**Materials provided**
※

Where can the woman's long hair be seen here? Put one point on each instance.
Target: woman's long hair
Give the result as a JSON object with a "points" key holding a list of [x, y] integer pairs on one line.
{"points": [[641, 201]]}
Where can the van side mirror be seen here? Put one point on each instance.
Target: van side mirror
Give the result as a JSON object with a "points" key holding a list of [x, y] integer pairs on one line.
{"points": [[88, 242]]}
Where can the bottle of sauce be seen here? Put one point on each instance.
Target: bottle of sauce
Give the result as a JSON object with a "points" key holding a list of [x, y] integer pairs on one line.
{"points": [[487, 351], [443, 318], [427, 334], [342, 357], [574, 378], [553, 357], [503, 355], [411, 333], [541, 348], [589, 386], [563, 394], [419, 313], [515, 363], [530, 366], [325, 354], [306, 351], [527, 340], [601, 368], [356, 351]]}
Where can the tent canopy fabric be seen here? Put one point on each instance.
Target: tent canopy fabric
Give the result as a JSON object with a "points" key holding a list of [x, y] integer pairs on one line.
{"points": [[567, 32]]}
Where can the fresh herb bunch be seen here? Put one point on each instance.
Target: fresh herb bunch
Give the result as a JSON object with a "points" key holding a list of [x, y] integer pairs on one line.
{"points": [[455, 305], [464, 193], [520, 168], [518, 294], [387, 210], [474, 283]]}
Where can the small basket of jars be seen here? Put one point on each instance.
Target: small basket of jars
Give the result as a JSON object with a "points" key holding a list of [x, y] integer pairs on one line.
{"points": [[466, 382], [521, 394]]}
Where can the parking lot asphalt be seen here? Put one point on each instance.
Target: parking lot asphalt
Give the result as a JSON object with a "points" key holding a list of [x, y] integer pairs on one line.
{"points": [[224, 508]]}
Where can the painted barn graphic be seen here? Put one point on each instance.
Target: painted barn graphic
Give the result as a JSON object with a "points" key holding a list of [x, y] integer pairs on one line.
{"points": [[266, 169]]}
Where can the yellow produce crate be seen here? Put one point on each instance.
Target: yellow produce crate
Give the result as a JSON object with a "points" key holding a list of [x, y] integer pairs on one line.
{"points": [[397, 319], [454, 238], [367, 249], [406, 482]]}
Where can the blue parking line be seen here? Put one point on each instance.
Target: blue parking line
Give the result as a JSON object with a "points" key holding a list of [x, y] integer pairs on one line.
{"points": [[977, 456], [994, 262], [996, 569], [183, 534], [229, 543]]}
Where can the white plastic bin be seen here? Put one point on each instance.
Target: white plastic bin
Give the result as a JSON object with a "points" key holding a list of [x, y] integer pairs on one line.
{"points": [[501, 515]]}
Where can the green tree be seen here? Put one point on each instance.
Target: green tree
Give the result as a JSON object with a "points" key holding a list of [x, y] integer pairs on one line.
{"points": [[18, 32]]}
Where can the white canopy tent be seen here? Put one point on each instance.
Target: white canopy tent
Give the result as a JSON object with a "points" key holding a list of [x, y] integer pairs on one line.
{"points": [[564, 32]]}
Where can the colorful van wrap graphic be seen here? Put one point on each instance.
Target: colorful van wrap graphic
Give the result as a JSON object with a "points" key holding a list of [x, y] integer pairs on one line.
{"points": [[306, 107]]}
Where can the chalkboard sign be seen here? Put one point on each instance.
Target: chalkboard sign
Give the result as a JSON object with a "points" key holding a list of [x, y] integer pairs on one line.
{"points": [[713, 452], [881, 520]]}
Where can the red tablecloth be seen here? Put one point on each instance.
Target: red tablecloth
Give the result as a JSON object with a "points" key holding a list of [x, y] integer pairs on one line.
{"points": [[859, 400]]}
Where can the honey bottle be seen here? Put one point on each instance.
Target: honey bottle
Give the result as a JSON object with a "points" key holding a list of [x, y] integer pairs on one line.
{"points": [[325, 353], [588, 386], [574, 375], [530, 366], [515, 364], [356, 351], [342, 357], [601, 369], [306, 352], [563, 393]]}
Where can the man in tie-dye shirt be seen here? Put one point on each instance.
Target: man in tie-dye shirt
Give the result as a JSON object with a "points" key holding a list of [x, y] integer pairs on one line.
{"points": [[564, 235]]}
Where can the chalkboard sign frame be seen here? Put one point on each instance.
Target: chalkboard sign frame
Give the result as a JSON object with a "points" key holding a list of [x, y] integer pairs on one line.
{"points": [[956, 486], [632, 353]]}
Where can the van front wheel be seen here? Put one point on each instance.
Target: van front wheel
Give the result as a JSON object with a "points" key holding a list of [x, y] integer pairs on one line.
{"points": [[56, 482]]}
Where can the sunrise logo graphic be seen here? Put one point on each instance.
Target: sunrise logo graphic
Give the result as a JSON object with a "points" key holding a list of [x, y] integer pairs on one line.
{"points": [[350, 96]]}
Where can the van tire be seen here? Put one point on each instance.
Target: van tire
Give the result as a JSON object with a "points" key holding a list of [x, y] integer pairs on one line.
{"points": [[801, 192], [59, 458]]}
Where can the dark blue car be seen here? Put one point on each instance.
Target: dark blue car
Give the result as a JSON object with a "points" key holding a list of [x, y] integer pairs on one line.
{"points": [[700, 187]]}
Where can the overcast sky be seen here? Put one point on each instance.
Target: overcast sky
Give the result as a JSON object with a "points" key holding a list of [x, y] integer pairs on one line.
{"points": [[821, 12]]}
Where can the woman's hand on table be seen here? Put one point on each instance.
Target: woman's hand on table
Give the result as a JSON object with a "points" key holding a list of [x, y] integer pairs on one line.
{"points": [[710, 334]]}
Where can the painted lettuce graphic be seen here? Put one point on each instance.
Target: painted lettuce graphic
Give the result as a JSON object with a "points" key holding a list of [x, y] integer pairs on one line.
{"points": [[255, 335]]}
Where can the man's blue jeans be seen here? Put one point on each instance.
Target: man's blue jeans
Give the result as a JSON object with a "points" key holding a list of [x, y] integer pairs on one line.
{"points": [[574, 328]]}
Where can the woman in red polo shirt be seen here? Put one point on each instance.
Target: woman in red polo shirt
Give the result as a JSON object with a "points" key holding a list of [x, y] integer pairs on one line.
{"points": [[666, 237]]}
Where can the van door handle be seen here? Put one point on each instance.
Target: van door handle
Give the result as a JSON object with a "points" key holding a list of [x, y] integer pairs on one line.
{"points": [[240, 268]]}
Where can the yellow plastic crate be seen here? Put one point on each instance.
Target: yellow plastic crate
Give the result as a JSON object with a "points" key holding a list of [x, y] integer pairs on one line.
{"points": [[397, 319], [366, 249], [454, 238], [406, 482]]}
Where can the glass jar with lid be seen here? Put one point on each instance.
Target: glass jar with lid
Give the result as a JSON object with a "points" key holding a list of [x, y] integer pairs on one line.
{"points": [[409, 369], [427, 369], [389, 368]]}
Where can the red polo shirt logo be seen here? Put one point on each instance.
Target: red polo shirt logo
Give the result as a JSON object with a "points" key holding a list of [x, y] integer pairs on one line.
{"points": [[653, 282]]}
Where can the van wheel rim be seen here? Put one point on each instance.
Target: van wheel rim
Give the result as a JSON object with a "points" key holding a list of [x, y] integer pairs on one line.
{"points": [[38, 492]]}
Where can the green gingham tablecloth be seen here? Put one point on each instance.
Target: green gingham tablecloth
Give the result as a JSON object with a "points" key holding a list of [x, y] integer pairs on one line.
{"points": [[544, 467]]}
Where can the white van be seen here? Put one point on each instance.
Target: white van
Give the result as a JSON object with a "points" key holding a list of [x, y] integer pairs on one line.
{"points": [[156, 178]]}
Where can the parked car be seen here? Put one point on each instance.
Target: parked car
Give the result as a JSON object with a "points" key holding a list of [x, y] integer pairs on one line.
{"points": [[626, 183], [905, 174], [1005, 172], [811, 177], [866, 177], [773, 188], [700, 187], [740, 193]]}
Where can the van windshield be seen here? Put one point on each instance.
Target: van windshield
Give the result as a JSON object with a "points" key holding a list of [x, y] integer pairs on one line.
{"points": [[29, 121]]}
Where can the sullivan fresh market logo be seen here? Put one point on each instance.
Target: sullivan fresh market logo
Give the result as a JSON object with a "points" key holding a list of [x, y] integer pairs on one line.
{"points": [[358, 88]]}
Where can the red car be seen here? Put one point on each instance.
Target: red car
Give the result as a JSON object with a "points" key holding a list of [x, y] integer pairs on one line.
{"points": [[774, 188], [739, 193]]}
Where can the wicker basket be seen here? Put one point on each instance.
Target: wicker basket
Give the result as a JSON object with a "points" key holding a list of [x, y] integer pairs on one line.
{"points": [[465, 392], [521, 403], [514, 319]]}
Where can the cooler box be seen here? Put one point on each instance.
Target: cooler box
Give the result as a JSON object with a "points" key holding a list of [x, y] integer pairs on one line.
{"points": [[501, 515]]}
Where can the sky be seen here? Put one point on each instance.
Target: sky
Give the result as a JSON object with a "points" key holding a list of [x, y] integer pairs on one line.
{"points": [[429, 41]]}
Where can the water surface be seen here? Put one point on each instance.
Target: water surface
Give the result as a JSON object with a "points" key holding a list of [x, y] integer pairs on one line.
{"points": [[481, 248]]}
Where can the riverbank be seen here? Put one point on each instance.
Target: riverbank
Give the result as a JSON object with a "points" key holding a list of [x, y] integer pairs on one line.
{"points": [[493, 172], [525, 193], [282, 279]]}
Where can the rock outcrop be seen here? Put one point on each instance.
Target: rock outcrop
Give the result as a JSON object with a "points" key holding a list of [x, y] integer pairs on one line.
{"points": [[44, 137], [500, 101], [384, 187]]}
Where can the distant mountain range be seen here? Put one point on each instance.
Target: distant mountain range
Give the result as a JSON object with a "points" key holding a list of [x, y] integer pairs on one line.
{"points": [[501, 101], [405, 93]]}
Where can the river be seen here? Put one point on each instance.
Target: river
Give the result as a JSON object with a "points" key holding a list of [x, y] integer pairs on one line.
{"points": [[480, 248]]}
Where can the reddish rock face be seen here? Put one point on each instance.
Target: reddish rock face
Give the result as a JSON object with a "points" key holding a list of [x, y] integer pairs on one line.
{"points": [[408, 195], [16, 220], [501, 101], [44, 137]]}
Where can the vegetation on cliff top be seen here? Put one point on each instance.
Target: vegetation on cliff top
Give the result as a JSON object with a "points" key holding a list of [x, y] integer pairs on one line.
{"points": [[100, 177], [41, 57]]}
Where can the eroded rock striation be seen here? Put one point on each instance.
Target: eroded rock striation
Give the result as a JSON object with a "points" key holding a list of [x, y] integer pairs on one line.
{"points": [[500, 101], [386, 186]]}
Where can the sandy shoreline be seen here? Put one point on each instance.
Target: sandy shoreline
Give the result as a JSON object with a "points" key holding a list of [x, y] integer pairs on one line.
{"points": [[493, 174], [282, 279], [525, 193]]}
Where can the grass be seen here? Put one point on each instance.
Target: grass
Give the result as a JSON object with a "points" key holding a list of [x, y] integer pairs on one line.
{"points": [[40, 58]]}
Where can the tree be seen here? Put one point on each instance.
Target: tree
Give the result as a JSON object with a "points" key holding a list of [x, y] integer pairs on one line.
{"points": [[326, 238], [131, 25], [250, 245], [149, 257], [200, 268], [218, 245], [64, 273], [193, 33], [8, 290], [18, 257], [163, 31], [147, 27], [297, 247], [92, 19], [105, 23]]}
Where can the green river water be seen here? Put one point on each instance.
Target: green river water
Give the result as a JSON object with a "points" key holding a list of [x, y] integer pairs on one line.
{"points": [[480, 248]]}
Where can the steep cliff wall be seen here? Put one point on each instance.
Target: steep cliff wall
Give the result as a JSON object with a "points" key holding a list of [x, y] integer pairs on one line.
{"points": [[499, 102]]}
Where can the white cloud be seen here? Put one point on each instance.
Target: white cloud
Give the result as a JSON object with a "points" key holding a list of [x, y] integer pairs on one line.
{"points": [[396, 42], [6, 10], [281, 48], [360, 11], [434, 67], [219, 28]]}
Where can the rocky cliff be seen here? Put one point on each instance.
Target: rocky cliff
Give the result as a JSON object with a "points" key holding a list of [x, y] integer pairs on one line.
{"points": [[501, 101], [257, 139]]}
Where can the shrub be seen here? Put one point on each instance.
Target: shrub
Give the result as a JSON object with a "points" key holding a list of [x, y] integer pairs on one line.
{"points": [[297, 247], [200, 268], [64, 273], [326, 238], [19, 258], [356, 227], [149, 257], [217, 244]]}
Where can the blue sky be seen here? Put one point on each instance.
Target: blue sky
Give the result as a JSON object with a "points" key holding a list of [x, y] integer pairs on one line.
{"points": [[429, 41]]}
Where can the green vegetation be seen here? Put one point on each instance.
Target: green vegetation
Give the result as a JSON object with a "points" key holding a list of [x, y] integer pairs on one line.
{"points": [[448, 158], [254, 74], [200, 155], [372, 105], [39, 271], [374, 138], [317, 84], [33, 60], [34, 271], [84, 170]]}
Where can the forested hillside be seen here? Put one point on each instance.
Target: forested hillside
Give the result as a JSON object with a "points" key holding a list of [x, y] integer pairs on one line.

※

**Task**
Look for the string "overcast" in the listing above and copy every line holding it.

**Response below**
Where can the overcast sky be seen here? Put one point on each instance.
Target: overcast sky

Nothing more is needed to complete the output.